Records contained in a dataset
§ §

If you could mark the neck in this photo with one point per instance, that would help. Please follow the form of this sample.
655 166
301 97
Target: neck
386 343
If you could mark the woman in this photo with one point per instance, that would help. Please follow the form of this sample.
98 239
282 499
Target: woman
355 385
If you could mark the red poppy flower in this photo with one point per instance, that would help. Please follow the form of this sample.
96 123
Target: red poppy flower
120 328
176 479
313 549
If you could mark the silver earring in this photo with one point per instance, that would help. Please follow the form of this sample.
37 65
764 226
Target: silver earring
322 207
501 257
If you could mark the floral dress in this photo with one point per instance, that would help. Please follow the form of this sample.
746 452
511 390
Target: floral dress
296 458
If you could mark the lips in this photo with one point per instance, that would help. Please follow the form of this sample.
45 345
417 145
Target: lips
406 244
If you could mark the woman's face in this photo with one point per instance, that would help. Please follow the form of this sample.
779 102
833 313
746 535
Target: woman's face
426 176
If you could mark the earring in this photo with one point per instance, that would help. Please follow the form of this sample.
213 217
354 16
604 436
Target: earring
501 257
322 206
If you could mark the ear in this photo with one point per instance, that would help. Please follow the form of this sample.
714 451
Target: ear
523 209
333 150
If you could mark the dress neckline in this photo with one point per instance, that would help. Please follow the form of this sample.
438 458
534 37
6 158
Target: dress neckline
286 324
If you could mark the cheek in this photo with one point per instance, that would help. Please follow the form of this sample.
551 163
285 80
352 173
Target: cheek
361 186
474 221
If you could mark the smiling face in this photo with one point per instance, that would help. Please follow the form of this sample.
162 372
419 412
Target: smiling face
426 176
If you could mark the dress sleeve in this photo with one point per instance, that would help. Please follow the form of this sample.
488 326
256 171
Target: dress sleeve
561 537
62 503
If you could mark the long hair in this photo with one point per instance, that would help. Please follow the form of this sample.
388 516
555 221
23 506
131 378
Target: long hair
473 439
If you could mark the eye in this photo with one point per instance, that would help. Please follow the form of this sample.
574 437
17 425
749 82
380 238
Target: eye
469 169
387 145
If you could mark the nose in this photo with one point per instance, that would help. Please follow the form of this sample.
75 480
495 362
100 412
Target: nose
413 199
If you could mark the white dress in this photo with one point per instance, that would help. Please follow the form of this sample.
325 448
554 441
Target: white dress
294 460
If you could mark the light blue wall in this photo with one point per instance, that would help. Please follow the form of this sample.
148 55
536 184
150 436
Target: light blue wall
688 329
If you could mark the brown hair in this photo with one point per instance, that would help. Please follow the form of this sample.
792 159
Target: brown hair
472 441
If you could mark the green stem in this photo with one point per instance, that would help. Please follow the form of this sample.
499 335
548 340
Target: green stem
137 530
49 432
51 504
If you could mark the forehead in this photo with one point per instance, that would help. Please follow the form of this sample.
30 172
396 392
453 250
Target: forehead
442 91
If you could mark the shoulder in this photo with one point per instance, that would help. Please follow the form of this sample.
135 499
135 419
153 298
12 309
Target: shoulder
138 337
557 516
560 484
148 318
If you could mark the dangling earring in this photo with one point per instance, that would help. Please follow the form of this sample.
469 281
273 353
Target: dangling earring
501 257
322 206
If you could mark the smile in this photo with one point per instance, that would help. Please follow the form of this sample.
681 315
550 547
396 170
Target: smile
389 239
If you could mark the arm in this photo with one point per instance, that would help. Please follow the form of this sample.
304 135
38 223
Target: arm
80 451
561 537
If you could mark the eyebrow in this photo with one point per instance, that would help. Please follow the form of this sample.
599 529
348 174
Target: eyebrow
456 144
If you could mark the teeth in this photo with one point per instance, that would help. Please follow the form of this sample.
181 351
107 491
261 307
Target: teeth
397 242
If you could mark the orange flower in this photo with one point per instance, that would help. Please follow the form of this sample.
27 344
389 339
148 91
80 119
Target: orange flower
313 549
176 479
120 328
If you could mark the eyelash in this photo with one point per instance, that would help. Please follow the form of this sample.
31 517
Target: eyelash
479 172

§ §

Exercise aim: Each record above should be given again exactly as it appears.

Written response:
If you could mark the neck in this photo with one point per instance, that would help. Please follow the form of this sample.
655 166
301 97
Target: neck
386 343
If you could mark the woman in this photo with one point per instance, that would help. Please follow the form of this sample.
98 239
282 499
Target: woman
355 385
If you could mark the red poppy flower in this photo with one point per instance, that would help. Please follow the form of this sample.
96 123
Target: red poppy flower
120 328
176 479
313 549
If you could mark the silver earring in this photo with one point per instance, that would help. Please follow the form of this sample.
37 65
764 226
Target: silver earring
322 207
501 257
If you could mark the floral dress in this photo with one point per instance, that would help. Please follow the form of this sample.
746 452
511 390
Target: floral dress
296 458
If you could mark the lips in this photo with one point per instance, that would help. Please follow the form of this sample.
45 345
417 145
Target: lips
406 244
If you could mark the woman's face in this photo with one point per instance, that would help. Please follow the form of this sample.
779 102
833 313
746 535
Target: woman's face
426 176
If you could mark the earring in this photo with one point per instance, that would help. Please follow the form of this sample.
213 217
354 16
604 436
Target: earring
501 257
322 206
If you could mark the ear in this photo with one point per instance, that would help. Please follow the form of this sample.
714 451
Target: ear
523 209
333 150
If you could mark the dress neckline in this photo with one point per instance, that would help. Please follow the form of this sample.
438 458
534 37
6 158
Target: dress neckline
286 324
If you could mark the cheek in this photo with one point per instance, that would help. Please follow the form of this sample.
551 163
285 80
352 173
Target: cheek
361 186
474 221
If you could mark the smiling face in this photo with one point per instance, that would help. Please follow the form of this sample.
162 372
419 412
Target: smiling face
426 176
If you could mark the dress sleeve in this photo with one point per instance, that would help. Please follow the form of this sample.
488 326
256 171
Target: dress sleeve
561 537
62 503
If you could mark the long hair in this photo with one point per instance, that would help. Please follow the form of this sample.
388 516
555 221
23 506
131 378
Target: long hair
473 439
If you could mark the eye in this photo with one point per instance, that would help. Please follow the form of this sample.
574 437
17 425
749 82
380 238
Target: eye
469 169
387 145
If you could mark the nose in this photo with one point per instance, that would help. Please follow the form of this sample.
75 480
495 362
100 412
Target: nose
413 199
If you could mark the white dress in this photo with one point per instance, that would help. Please follow the form of this sample.
325 448
554 441
Target: white dress
294 460
If you could mark the light blue wall in this photo with one point per instance, that would help. Please follow the form of this sample.
148 55
536 184
150 436
Target: light blue wall
688 329
If you could mark the brown hair in this photo with one point per instance, that would help. Please follow the form of this sample.
792 159
Target: brown hair
472 441
If you could mark the green stem in this photo with one point per instance, that would help. Please follow the form of this sample.
499 335
548 340
Target: green stem
137 530
49 432
51 504
If you could mark the forehead in this photo with one point per instance, that would help. Please follow the form of this sample.
30 172
396 392
453 250
Target: forehead
442 91
If you could mark the shoulder in this photo with one point per instance, that would help. Please follow the form of this sample.
135 499
135 419
153 298
12 309
Target: shoulder
138 337
557 516
560 484
148 318
If you could mark the dangling earring in this photo with one point per instance, that would help. Please follow the form of this sample.
469 281
273 353
Target: dangling earring
501 257
322 206
If you could mark the smile in this photo with one point per instance, that would help. Please follow the form of this sample.
681 315
550 547
396 170
Target: smile
389 239
If you could mark the arm in this photo with one point per instance, that would help. Please follow the form of this sample.
304 135
38 223
Target: arm
80 451
561 537
If you could mark the eyebrow in this photo with one point per instance, that would help. Please follow the form of this sample.
599 529
348 174
Target: eyebrow
456 144
If you could mark the teeth in this photo with one point per instance, that would help. Please follow the form of this sample.
181 351
107 491
261 307
Target: teeth
397 242
If you could mark the orange flower in this photo with one point per instance, that would help. Please follow the form of this sample.
27 344
389 339
148 91
80 119
Target: orange flower
313 549
176 479
120 328
If you could mark the eyelash in this photo with one point per instance, that would help. Please follow the form of this sample.
31 517
Target: eyelash
479 172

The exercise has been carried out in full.